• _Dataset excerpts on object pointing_
################

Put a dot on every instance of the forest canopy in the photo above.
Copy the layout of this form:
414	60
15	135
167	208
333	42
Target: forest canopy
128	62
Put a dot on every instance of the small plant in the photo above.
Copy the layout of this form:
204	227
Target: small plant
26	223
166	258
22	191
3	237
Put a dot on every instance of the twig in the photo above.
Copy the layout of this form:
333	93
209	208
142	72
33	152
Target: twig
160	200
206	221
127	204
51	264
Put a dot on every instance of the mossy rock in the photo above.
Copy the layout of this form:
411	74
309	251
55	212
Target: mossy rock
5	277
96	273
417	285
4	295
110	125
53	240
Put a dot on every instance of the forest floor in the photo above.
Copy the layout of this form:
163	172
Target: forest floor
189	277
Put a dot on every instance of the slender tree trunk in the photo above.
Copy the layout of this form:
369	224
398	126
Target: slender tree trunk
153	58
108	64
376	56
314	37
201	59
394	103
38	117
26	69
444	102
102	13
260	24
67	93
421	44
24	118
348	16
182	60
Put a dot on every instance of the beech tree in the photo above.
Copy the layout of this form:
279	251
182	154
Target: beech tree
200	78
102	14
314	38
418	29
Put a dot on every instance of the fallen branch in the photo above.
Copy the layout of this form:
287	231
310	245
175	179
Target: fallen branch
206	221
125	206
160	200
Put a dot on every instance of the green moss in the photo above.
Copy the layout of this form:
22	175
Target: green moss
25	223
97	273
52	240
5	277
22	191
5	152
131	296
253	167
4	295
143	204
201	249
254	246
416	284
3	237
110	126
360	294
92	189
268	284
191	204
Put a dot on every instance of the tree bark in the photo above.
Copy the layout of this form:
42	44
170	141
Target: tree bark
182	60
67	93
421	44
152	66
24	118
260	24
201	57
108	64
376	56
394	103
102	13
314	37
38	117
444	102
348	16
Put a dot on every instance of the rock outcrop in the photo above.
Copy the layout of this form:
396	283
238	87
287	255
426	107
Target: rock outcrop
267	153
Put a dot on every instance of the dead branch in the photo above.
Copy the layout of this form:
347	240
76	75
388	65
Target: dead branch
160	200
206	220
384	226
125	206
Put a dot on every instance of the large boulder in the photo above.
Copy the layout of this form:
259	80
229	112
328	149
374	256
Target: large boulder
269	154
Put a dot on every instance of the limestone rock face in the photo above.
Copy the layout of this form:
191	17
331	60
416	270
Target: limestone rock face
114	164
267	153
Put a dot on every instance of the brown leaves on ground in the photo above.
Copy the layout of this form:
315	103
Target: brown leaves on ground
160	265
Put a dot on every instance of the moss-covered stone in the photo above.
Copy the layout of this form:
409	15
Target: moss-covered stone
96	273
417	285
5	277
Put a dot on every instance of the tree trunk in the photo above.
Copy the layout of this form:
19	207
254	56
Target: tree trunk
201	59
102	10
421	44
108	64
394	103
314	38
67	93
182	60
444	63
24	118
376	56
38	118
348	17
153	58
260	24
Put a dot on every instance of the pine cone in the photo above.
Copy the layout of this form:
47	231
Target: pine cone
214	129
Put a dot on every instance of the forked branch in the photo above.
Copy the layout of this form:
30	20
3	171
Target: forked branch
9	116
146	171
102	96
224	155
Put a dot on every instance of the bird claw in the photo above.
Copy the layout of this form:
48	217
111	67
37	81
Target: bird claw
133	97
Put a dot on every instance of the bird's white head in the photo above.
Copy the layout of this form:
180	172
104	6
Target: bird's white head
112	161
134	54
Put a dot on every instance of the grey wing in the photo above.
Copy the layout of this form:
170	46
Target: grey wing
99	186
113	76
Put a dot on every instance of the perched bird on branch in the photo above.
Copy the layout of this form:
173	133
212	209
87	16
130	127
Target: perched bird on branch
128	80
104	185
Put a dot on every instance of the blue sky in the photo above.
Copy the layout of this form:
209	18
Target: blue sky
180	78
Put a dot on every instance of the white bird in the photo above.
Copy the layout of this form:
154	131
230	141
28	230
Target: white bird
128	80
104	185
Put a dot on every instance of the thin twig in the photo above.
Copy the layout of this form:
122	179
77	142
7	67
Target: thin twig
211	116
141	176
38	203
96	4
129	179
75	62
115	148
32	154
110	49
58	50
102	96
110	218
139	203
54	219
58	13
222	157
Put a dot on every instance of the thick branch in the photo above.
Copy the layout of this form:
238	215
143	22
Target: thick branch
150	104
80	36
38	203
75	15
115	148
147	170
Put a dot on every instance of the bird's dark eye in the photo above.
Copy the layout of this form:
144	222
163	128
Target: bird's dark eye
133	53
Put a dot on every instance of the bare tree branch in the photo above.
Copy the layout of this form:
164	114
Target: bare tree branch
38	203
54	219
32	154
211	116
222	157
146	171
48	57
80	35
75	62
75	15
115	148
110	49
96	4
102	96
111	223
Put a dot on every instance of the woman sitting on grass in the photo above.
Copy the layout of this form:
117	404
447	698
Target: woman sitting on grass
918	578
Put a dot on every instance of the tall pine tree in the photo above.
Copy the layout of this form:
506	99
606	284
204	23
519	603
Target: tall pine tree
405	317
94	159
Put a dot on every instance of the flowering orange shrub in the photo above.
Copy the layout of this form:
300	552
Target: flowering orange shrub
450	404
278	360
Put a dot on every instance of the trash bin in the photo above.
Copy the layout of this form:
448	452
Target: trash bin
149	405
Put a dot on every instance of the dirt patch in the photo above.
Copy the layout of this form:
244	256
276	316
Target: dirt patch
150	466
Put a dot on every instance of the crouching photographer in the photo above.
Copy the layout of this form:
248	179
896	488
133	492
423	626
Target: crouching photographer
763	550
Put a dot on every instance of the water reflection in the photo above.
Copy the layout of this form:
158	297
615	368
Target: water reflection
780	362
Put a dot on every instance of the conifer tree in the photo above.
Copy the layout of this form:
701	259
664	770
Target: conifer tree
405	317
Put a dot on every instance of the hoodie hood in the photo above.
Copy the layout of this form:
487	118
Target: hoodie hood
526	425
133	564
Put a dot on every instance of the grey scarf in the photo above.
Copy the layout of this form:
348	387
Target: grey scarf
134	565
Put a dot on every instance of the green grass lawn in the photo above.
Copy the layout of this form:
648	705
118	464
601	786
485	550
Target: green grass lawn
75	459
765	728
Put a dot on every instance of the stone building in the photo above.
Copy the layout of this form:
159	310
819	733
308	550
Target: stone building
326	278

################

• _WHAT YOU ARE ASKED TO DO_
Repeat exactly, and only, the lines from the line containing "Put a dot on every instance of the water" through the last line of the records above, both included.

• _PROBLEM SOLUTION_
Put a dot on every instance of the water reflection in the photo above.
Copy the layout of this form:
158	297
615	368
Target: water reflection
780	362
Put a dot on every instance of the conifer tree in the photo above.
Copy the layout of this form:
701	259
664	770
Target: conifer tree
405	317
Put a dot on every instance of the hoodie hood in the photo above.
Copy the layout of this form:
487	118
Target: hoodie hood
526	425
133	564
Put a dot on every instance of the grey scarf in the photo above.
Copy the layout of this form:
348	387
Target: grey scarf
134	565
Put a dot on every instance of the green grass lawn in the photo above.
Copy the layout of this form:
648	705
118	464
601	786
485	550
Target: green grass lawn
75	459
765	728
Put a dot on every instance of the stone building in the photo above.
Copy the layout of this form:
159	310
819	733
308	550
Target: stone building
326	278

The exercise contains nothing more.